— BEGIN Records to use —

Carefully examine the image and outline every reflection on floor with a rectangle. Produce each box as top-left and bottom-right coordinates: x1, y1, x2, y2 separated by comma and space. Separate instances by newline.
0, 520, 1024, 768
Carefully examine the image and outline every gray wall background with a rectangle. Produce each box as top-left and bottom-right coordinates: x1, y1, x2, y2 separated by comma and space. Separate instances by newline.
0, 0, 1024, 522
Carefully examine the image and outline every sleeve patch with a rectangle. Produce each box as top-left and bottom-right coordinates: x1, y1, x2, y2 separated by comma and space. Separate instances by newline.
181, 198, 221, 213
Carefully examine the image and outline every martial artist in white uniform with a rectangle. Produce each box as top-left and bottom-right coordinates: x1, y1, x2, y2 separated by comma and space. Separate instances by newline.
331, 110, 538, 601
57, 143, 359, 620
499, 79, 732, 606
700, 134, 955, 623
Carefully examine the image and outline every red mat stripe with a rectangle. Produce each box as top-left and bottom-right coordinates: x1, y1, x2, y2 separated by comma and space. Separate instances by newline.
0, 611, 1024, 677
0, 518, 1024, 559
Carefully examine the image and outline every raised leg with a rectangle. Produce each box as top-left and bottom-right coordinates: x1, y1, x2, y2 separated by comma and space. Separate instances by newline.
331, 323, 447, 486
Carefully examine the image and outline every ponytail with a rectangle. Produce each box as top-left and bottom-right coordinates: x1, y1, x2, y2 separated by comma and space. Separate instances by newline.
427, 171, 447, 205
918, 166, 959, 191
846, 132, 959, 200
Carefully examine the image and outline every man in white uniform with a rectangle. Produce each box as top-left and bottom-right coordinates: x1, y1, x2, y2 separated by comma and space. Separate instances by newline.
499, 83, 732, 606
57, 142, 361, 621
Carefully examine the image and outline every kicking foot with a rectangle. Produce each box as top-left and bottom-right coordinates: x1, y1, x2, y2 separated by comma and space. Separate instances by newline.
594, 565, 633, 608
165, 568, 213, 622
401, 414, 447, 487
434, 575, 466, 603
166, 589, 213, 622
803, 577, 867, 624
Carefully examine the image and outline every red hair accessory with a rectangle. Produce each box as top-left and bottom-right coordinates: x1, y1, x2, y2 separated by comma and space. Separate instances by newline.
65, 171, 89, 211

— END Records to use —

[Written exercise]: Copy the entries again, beginning at the line that contains "Carefully examine the image and outline every red hair" and continuing through the last entry. Switch "accessory" to "ornament" and change nothing else.

[Solution for this task]:
Carefully examine the image and outline every red hair ornament with a rectangle. Produce each box as top-left and bottom-right coordinates: x1, y1, x2, y2 separated by comma and space. Separate instances by newline.
65, 171, 89, 211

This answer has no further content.